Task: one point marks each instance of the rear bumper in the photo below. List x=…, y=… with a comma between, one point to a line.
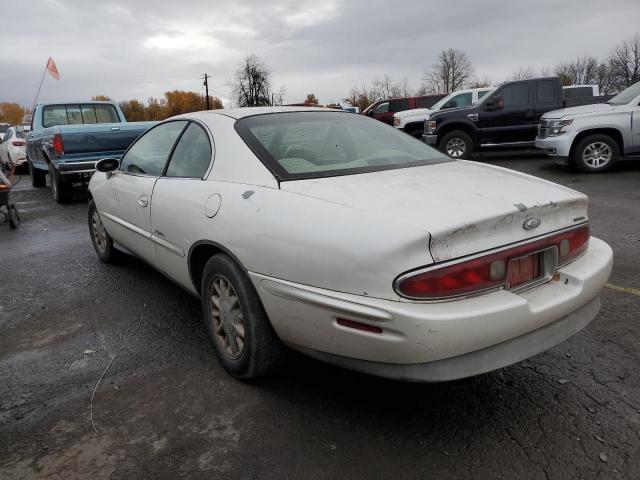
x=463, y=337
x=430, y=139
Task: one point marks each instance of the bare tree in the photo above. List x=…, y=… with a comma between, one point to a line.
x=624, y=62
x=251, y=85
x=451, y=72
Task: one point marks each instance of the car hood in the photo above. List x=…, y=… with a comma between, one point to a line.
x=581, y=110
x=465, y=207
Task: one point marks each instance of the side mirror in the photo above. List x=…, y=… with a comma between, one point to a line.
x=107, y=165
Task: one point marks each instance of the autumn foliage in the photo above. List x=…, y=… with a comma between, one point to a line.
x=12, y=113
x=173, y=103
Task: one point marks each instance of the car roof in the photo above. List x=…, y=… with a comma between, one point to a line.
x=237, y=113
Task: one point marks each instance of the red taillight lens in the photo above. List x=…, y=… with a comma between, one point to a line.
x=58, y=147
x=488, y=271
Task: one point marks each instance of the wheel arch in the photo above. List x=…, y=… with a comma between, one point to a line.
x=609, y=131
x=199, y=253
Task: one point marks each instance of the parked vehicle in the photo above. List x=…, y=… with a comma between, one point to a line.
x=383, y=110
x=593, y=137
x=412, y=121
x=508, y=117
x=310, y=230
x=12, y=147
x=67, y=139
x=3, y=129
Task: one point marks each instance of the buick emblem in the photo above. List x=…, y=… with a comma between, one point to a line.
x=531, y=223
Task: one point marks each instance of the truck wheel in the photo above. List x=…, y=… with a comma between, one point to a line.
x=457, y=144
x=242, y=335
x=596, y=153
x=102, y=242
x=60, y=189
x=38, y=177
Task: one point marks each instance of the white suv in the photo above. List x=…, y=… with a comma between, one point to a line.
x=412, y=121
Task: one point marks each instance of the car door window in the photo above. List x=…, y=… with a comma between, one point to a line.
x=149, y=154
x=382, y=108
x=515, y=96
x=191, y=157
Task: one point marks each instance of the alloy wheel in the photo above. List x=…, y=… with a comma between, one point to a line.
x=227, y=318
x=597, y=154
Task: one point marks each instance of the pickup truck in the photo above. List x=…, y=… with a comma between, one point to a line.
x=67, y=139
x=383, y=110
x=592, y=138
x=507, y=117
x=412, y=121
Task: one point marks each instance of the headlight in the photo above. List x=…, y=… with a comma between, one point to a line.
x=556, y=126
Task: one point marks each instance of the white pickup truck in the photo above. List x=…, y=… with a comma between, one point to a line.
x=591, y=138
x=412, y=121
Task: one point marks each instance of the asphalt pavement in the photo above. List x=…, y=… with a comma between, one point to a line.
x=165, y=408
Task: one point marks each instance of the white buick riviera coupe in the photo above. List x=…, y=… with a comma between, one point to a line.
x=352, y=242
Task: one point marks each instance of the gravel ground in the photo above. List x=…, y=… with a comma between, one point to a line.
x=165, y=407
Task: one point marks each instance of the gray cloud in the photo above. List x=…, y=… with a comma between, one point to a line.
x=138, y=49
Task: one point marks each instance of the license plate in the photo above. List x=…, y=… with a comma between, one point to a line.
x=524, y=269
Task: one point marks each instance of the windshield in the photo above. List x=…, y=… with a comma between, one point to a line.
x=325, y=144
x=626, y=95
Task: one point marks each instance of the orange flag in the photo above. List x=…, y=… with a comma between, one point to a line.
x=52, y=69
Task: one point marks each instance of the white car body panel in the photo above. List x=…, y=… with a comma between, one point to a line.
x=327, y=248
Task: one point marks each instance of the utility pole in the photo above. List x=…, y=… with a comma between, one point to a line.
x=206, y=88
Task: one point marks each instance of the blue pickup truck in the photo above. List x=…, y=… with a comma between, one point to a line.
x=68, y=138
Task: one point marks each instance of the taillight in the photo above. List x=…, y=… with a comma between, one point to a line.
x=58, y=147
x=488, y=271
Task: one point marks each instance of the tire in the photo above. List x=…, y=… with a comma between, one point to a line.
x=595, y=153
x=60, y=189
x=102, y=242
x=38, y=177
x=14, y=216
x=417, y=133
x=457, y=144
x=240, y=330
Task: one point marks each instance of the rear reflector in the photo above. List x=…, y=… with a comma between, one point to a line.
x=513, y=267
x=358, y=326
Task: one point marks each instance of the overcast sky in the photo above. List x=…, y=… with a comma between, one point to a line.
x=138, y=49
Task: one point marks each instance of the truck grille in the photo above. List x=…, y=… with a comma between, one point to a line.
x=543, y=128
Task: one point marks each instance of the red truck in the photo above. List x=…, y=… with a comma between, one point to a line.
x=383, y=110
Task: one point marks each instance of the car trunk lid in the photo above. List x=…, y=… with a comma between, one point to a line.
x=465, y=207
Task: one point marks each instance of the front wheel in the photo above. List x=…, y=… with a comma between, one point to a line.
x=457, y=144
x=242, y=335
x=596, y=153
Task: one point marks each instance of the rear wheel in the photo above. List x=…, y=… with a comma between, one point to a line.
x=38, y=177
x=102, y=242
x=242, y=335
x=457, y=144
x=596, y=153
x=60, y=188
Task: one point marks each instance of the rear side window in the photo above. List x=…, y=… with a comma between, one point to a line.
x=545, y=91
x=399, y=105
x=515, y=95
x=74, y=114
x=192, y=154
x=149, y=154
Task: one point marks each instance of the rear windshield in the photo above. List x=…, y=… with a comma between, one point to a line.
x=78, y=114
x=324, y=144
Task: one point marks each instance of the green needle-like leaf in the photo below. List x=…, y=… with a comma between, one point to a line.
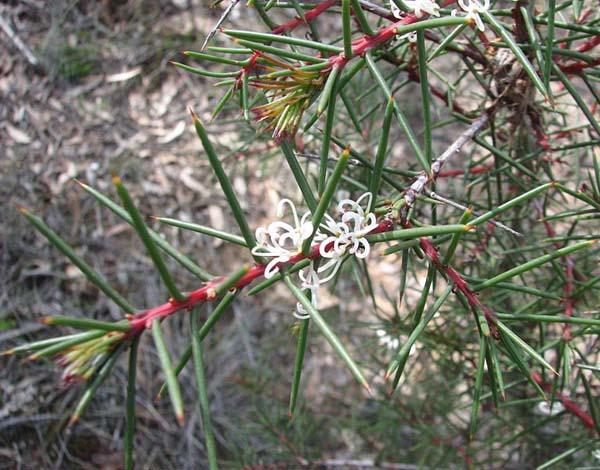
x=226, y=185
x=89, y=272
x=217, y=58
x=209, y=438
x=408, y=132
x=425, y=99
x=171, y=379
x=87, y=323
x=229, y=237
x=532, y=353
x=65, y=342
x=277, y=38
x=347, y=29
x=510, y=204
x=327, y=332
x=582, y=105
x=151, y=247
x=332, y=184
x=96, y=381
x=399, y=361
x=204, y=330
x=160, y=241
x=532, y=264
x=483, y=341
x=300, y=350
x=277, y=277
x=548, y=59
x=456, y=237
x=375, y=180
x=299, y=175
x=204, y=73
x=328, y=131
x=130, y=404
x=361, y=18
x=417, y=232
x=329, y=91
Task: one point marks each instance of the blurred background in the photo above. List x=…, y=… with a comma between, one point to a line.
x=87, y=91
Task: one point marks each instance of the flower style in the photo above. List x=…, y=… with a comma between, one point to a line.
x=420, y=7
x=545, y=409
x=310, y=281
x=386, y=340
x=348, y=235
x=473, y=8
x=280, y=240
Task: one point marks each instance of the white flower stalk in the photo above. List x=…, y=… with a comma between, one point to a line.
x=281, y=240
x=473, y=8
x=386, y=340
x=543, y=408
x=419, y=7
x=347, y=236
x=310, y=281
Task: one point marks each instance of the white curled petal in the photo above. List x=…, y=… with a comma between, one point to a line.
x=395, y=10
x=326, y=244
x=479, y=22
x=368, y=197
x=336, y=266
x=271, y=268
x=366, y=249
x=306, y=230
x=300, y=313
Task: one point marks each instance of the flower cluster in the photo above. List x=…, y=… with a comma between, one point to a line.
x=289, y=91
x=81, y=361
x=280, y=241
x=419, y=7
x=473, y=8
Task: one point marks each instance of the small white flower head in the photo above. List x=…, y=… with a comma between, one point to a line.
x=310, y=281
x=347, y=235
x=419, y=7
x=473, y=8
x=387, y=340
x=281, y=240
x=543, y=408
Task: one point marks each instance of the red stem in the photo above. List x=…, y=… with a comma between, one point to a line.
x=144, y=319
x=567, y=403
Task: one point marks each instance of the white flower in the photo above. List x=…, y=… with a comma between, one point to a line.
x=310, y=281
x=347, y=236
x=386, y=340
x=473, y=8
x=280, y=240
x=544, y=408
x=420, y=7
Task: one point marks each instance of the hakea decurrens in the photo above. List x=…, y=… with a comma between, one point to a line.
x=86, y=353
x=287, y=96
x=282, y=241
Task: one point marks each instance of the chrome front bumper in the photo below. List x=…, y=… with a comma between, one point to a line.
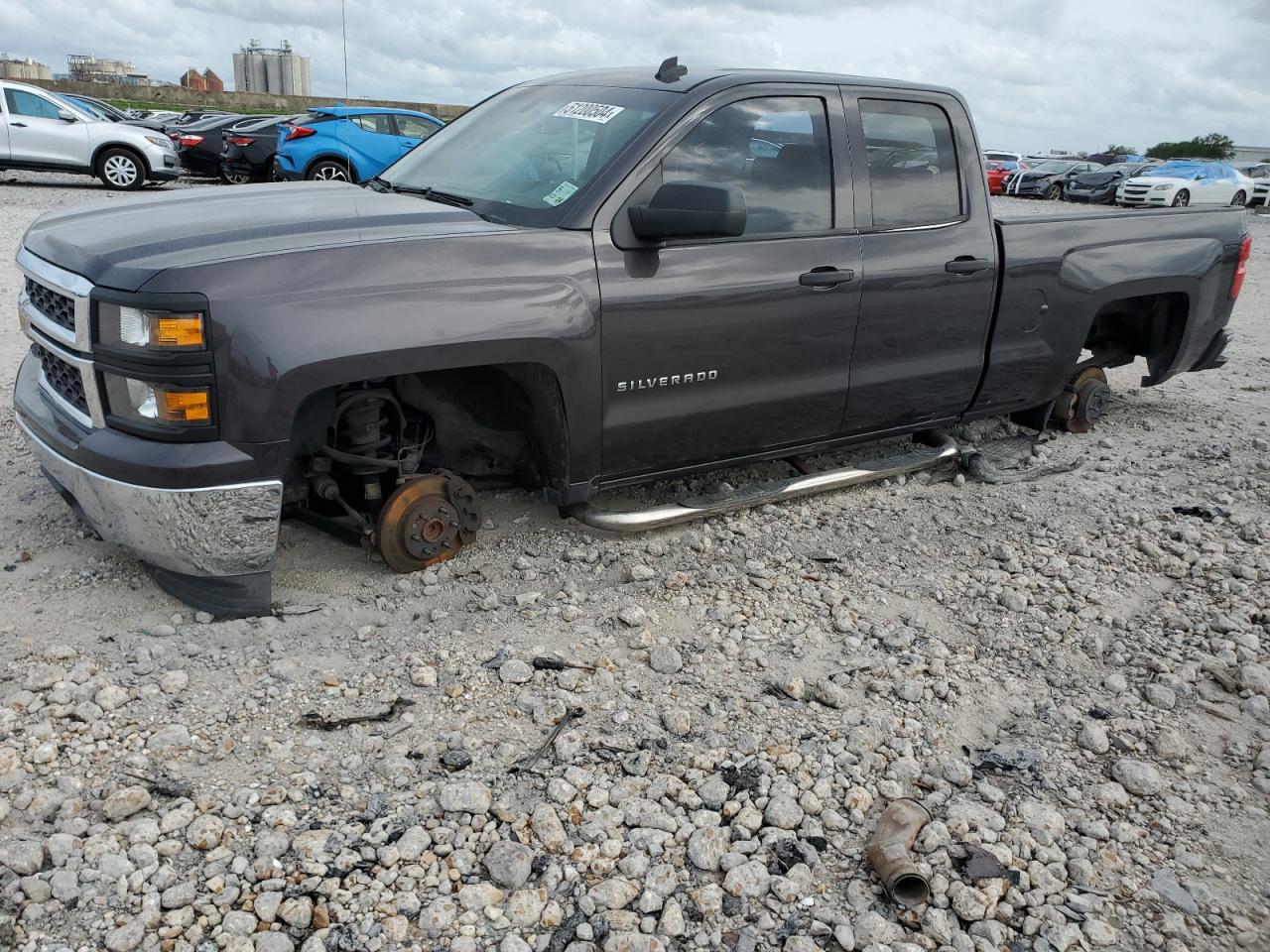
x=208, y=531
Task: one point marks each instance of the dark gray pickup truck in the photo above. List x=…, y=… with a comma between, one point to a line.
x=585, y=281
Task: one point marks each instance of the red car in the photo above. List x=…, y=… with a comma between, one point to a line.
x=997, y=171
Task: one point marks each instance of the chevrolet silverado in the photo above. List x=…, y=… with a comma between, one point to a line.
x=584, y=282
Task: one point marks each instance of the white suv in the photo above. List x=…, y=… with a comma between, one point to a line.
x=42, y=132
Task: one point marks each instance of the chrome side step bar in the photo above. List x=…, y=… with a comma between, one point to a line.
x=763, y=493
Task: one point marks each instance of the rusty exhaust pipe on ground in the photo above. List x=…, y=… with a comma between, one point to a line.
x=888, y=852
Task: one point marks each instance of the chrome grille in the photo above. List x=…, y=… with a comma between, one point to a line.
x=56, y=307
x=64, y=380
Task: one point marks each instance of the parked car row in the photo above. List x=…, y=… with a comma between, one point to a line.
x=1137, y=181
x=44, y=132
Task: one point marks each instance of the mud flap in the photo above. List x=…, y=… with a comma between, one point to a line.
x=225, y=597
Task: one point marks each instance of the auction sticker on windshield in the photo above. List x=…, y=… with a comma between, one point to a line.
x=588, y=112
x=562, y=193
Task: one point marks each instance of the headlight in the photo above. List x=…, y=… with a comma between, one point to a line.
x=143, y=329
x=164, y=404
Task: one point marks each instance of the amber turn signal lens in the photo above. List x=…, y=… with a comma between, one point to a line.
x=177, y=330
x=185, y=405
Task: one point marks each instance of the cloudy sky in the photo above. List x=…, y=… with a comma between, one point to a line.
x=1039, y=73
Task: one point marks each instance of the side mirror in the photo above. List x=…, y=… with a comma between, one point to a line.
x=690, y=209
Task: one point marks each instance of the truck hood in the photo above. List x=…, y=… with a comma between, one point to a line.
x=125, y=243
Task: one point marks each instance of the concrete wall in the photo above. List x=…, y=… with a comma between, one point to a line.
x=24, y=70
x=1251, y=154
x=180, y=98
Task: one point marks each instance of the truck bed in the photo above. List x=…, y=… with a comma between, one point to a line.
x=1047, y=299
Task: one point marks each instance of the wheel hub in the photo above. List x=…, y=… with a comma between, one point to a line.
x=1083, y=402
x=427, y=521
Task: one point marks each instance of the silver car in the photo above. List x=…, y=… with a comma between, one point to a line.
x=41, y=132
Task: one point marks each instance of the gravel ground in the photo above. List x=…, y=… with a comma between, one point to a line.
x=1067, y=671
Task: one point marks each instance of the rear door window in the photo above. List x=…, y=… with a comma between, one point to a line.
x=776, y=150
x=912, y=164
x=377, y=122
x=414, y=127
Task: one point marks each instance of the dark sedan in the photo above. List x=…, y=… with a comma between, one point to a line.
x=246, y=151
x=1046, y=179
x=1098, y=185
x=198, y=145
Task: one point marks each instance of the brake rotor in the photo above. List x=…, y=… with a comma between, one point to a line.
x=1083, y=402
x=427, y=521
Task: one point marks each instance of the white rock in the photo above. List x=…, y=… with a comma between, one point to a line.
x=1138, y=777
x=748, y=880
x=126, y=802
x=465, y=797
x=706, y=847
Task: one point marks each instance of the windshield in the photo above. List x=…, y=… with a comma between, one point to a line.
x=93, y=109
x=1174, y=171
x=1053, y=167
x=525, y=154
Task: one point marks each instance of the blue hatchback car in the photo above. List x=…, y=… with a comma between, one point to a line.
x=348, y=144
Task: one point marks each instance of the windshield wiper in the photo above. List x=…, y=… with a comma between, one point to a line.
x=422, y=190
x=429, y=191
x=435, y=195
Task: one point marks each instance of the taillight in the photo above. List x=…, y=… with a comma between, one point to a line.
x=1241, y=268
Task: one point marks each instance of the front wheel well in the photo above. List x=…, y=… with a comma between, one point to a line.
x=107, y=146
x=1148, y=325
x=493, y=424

· · · · · · ·

Exercise
Express the listing from the line containing "Task: one point marks each instance of the white flower in" through the line containing "x=44, y=132" as a two-column CSV with the columns request and points. Give one row per request, put each field in quotes, turn line breaks into spaces, and leave out the pictures.

Answer to this problem
request,points
"Task: one point marks each instance of the white flower in the photo above. List x=…, y=… with a comma between, one point to a line.","x=310, y=281 x=347, y=236 x=386, y=340 x=473, y=8 x=280, y=240 x=544, y=408 x=420, y=7"
"Task: one point marks each instance of the hakea decurrens in the photo above. List x=…, y=… with a comma between, one point to a line.","x=86, y=353 x=287, y=96 x=282, y=241"
"Task: one point marks each instance of the chrome front bumper in the photo below. List x=…, y=… with a comma between, one point to a line.","x=208, y=531"
"Task: one point marks each instance of the dark gray pickup truck in the photo above. List x=…, y=… with a comma between, one point to a line.","x=585, y=281"
"Task: one point marks each instance of the red car in the photo above. List x=…, y=… with a comma between, one point to a line.","x=997, y=171"
"Task: one point marks each instance of the chevrolet silverado in the photo above. List x=…, y=… with a comma between, one point to a line.","x=584, y=282"
"Task: one point marks each instance of the white suv in the photo above. List x=…, y=… with a comma between, one point to a line.","x=42, y=132"
"Task: one point marks each instance of the chrome side step bar in the photo above. List x=…, y=… with a comma between, one point to a line.","x=763, y=493"
"Task: one point marks each instance of the rusty exhaust pipe on ground in the photo above. List x=…, y=… with a comma between, one point to a line.","x=888, y=852"
"Task: one point marks each instance of the chrome grille in the photo above. List x=…, y=… with a comma between, one point to a line.","x=56, y=307 x=64, y=380"
"Task: one point marks each instance of the parked car row in the photo above. List x=…, y=… with a comma between, one point to a line.","x=1137, y=181 x=44, y=132"